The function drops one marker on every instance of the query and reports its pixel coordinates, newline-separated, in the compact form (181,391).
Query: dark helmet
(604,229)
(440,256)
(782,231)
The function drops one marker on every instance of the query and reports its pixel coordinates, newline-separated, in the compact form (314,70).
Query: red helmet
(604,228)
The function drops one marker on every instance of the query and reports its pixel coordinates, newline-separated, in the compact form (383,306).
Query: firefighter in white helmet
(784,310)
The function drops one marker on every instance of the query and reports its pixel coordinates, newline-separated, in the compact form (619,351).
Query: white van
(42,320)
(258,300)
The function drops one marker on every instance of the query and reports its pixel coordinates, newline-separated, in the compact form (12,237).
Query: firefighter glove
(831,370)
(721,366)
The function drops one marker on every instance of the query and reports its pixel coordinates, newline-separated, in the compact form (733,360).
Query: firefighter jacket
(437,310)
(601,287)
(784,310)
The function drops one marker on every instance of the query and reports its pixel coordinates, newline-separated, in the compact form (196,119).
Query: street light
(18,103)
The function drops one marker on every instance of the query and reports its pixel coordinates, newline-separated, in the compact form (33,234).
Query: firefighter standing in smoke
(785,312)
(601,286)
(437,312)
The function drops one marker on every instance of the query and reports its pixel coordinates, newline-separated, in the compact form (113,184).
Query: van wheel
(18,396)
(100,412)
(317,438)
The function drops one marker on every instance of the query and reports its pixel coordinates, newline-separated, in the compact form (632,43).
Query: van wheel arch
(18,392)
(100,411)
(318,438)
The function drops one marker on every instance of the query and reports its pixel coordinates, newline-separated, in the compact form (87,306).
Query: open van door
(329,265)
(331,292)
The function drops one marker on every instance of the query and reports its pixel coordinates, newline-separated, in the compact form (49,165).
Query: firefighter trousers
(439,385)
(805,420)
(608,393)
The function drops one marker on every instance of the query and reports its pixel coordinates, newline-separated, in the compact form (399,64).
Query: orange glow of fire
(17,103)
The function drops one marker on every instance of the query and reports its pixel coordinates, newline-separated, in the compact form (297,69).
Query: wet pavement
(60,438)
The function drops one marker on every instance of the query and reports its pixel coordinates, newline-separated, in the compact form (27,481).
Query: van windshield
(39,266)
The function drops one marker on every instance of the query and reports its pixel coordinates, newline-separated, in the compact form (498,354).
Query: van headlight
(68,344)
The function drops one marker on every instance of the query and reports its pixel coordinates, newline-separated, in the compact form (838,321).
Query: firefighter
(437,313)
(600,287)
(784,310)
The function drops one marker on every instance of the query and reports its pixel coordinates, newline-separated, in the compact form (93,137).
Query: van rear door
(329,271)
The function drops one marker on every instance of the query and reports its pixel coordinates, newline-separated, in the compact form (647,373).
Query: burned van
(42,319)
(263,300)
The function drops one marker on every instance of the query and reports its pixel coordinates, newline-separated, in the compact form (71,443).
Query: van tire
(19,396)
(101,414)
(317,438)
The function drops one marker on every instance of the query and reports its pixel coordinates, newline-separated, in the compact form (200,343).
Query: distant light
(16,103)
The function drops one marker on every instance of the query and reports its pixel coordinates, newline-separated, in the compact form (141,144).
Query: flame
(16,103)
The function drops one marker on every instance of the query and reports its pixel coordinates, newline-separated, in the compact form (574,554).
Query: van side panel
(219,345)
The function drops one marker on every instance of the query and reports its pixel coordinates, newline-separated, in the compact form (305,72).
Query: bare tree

☆ ☆ ☆ ☆ ☆ ☆ ☆

**Task statement:**
Reproduce, word for word, every line starting at the line that contains "compact form (838,321)." and ending with the final line of the entries.

**Response:**
The function drops one marker on every instance of the query and reports its pixel coordinates, newline-separated, in the compact form (838,321).
Query: firefighter
(437,313)
(600,287)
(784,310)
The function drops one marker on every instance of the query and reports its pixel coordinates, newline-separated, in the compact form (93,137).
Query: van rear door
(329,271)
The function drops one marker on every instance of the query and reports its pixel coordinates, newline-separated, in the compact form (647,373).
Query: burned van
(42,319)
(263,300)
The function drops one marker on every instance of the query and reports its pixel coordinates, newline-separated, in the compact form (71,443).
Query: van tire
(19,396)
(101,414)
(317,438)
The function drops one marker on every instance of the query and reports its pixel coordinates, newline-separated, in the compact form (200,343).
Query: distant light
(16,103)
The function drops one marker on every instance of the query and reports its pixel coordinates, newline-separated, in the compact form (141,144).
Query: flame
(16,103)
The function drops one marker on every instance of the query and reports its pixel coordinates, newline-separated, in the compact form (574,554).
Query: van side panel
(219,345)
The function drops one marker on every instance of the query and reports its pixel coordinates, newline-separated, in the compact form (305,72).
Query: bare tree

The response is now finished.